(Problem 1):
Show every line in the records that contains the string "rock", matching case exactly.

(Text to read):
This review essay will focus on current structural conditions of what I will refer to as the “Aboriginal recording industry” and the specific historical, cultural, social, and economic conditions under which commercial recordings come into being. More specifically, I want to examine the particular economic institutions—record labels—responsible for the creation and distribution of these products. Record labels are unique kinds of North American industrial and social spaces producing a particular kind of commercial music. In reviewing the different kinds of products that these labels produce, we can more clearly see how musical styles and genres are actively imagined and created in response to various historical developments and within a specific set of social arrangements that stand in relation to (sometimes challenging, sometimes accommodating) practices that have been generated by the larger North American music industry.

In focusing on record labels and their catalogs, I also want to explicitly acknowledge that recorded musical performances are very special kinds of performances, and the conditions of their production differ in important ways from other contexts for musical performance that occur during the regular flow of life. The creation of a commercial recording typically involves a very specific set of collaborations and negotiations between different parties with different musical and economic interests: musicians, songwriters, publishers, recording engineers, producers, A&R (artist and repertoire) people, graphic artists, salespeople marketers, and distributors all collectively negotiate how the final recorded product will look, sound, and how it will be brought to market. These social actors must collectively imagine the particular markets they wish to address with the music, they must grapple with the various recording and performance conventions of particular genres, deciding whether they will adhere to or attempt to challenge these conventions, and they must ultimately determine how the product will be advertised and distributed (see Scales 2002).

Finally, in examining the catalogs of record labels and how they are developed and maintained, we can learn a lot about the place of Native American music recordings in the lives of Natives themselves as well as their place within the larger North American public. Because a great many of these labels exist to serve a mainly Native American audience, these catalogs can tell us about changes in the musical preferences of Native American record-buying publics. We can also learn from what is not in the catalogs, as these collections contain not only what is of interest to Natives, but also what is allowed to be recorded and consumed by a wider public. Thus there are many genres of Native American music that are purposely not recorded and not made available to a larger audience, often due to the sacred nature of the genre or text, or because the songs are tied too closely to a specific event, person, or instrument and are deemed impossible to “schizophonically” (Feld 1995:97) separate from their source. In this way, we can understand recordings as having their own “social lives” (Appadurai 1986) that exist quite apart from any particular song or performance.

(Stored items)
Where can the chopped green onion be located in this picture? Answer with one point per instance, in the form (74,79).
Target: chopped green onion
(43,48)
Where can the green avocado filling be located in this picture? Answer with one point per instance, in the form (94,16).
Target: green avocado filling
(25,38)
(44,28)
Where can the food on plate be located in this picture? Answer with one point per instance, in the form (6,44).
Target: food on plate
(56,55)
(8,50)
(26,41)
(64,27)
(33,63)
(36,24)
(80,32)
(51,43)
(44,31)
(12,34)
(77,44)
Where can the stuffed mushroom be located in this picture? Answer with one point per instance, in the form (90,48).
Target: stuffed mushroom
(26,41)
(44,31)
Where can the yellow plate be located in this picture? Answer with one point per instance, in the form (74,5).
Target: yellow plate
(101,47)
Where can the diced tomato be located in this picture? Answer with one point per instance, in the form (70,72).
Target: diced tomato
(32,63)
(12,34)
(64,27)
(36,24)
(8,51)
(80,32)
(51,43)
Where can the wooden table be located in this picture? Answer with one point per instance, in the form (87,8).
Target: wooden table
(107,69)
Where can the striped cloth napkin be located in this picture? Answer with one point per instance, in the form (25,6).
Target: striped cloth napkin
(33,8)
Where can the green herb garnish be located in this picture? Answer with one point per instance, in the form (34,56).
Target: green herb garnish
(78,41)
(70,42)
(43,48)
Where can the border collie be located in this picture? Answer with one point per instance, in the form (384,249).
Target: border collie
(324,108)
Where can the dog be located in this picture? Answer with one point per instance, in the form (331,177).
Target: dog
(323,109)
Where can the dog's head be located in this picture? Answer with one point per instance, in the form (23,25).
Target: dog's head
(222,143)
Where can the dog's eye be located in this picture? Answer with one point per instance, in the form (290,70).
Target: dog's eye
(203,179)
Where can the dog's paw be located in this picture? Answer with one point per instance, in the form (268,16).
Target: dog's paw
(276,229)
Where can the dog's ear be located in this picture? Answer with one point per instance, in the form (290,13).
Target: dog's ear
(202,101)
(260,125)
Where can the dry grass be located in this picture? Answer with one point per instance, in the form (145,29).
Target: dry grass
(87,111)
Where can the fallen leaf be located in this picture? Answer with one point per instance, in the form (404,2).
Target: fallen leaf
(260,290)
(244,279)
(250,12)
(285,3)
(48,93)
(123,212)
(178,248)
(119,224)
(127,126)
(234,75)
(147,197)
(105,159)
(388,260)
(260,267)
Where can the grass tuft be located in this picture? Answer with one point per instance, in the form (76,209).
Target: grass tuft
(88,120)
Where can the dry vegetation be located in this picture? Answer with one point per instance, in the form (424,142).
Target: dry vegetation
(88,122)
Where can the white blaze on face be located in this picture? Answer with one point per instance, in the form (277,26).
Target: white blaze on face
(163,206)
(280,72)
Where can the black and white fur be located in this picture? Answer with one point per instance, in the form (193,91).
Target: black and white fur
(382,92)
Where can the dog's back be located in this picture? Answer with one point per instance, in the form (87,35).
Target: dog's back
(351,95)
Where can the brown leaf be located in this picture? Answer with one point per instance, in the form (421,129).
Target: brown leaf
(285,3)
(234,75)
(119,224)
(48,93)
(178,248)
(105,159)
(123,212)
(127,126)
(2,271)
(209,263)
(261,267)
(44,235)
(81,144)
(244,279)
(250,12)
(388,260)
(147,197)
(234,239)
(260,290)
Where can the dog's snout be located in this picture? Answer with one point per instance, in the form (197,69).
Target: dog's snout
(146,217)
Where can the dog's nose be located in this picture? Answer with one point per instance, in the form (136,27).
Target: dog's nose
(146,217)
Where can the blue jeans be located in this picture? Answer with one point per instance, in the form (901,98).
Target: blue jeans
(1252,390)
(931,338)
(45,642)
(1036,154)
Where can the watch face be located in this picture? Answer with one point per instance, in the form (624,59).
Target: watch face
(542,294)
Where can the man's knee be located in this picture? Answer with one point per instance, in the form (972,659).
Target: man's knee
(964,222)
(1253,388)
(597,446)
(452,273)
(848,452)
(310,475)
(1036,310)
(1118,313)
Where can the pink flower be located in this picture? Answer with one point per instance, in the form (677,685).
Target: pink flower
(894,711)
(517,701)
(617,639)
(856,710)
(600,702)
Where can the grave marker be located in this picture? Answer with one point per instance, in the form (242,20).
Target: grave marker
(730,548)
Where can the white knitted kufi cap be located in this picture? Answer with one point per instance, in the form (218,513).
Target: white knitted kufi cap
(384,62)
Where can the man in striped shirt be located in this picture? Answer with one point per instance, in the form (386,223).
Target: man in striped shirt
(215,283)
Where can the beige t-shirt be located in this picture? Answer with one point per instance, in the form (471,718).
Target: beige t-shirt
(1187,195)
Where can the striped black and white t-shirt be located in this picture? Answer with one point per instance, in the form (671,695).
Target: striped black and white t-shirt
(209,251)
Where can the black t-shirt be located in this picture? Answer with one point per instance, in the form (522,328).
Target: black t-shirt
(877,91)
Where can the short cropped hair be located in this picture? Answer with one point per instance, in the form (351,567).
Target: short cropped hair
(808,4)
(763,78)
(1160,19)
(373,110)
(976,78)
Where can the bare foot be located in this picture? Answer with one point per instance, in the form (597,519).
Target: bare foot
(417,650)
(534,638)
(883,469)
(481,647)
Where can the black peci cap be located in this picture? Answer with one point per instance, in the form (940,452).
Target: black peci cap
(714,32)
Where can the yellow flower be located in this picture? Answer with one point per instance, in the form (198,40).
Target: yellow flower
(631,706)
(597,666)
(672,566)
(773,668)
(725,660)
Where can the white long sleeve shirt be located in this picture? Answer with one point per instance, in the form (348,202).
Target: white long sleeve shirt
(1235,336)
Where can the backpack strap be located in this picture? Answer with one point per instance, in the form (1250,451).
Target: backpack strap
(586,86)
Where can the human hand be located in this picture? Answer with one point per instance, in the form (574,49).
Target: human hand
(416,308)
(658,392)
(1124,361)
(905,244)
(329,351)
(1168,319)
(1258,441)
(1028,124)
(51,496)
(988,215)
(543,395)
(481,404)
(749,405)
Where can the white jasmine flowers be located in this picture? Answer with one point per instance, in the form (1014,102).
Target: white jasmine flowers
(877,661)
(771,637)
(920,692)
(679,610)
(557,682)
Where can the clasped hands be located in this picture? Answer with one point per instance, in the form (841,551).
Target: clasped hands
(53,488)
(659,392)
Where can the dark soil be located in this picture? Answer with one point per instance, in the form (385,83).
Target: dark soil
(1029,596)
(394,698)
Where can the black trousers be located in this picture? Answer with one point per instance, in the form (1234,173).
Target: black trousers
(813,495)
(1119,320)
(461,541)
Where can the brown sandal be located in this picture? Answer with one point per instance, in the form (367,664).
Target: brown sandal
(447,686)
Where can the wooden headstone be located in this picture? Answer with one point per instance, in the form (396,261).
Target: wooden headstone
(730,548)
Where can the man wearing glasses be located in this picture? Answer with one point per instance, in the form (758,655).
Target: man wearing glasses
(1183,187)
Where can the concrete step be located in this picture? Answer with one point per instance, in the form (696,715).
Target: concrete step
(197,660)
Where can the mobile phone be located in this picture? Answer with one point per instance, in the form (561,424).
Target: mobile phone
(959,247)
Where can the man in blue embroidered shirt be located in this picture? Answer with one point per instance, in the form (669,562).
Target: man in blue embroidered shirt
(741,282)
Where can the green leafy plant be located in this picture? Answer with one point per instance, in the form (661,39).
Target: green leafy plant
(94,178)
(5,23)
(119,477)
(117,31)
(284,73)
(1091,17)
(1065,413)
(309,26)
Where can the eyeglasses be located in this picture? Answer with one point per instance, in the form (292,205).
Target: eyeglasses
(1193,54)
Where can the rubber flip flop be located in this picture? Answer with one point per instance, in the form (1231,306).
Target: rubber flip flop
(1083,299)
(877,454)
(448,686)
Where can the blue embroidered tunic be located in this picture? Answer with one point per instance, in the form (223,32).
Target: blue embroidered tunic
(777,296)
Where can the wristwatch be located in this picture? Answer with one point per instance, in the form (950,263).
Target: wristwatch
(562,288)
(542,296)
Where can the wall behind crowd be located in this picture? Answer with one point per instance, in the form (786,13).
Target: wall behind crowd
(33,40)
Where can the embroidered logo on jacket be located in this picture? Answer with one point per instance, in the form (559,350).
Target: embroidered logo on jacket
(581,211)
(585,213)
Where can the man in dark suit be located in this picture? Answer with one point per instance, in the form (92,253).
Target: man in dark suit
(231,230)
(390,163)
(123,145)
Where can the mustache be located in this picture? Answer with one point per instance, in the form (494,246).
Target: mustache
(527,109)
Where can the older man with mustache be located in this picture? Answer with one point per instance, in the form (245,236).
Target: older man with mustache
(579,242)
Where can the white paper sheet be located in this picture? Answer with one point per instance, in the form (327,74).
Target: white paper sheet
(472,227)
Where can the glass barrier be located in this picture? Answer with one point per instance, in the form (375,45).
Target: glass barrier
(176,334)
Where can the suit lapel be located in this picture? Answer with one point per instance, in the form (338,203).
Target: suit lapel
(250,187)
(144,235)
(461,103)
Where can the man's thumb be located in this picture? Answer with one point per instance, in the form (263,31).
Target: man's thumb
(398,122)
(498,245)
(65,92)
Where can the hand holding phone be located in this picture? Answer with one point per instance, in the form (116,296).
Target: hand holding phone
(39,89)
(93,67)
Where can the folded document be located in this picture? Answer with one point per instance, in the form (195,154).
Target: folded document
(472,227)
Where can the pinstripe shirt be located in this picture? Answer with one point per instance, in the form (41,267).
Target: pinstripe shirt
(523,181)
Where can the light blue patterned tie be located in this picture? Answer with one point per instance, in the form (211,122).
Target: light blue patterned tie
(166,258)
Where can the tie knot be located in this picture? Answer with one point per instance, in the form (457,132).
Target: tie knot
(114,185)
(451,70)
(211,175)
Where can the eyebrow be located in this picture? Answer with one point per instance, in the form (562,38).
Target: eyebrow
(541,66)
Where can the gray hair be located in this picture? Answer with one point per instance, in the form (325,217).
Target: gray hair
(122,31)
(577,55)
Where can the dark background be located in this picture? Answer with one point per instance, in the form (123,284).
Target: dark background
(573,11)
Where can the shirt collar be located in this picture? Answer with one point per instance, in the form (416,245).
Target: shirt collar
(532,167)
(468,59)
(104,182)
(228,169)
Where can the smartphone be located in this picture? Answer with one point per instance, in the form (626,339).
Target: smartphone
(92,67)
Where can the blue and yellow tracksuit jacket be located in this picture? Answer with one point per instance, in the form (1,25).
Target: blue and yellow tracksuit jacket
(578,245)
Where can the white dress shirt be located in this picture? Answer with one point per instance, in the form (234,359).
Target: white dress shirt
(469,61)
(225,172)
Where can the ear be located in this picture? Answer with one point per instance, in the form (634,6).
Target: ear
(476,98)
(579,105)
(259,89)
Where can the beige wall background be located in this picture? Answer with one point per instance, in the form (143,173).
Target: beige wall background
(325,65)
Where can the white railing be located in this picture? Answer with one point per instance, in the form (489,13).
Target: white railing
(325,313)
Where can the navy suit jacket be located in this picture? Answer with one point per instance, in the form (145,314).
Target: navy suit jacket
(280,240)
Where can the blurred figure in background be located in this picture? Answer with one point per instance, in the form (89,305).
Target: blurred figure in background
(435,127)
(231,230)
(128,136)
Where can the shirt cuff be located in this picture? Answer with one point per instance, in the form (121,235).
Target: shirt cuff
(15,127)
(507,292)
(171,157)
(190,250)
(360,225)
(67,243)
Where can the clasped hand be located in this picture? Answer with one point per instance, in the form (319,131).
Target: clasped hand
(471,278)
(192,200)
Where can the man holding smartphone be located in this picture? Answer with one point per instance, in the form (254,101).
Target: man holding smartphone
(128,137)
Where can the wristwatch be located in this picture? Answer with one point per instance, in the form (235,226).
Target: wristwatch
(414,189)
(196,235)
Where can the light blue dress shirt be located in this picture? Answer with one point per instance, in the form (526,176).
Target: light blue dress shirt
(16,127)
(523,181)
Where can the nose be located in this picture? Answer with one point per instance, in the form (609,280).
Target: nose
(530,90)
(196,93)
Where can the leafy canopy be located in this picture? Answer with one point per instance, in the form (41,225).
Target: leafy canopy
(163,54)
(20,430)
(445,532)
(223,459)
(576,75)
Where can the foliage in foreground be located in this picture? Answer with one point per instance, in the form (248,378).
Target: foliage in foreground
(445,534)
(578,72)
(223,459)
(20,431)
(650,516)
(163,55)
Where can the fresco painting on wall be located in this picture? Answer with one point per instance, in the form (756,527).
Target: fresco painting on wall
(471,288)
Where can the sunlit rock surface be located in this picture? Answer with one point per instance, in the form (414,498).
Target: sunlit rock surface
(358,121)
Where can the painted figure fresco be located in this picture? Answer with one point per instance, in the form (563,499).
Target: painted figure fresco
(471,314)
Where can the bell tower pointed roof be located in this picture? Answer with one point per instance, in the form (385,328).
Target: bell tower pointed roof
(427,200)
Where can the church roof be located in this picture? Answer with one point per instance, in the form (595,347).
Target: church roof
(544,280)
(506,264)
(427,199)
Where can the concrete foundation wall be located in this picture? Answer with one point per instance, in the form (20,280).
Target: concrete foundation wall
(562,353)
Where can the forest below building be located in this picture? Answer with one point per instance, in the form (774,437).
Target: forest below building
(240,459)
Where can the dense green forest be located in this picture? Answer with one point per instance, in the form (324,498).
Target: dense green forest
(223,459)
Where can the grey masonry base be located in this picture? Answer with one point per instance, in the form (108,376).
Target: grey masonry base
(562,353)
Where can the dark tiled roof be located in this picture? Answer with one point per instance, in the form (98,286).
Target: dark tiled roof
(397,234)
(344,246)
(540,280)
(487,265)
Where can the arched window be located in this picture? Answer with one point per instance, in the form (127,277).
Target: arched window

(Problem 2):
Translate this sentence from the review essay into Spanish: "Record labels are unique kinds of North American industrial and social spaces producing a particular kind of commercial music."

(Written response 1):
Where can the sunlit rock surface be located in this picture? Answer with one point per instance, in the form (414,498).
Target: sunlit rock surface

(Written response 2):
Los sellos discográficos son tipos únicos de espacios industriales y sociales norteamericanos que producen un tipo particular de música comercial.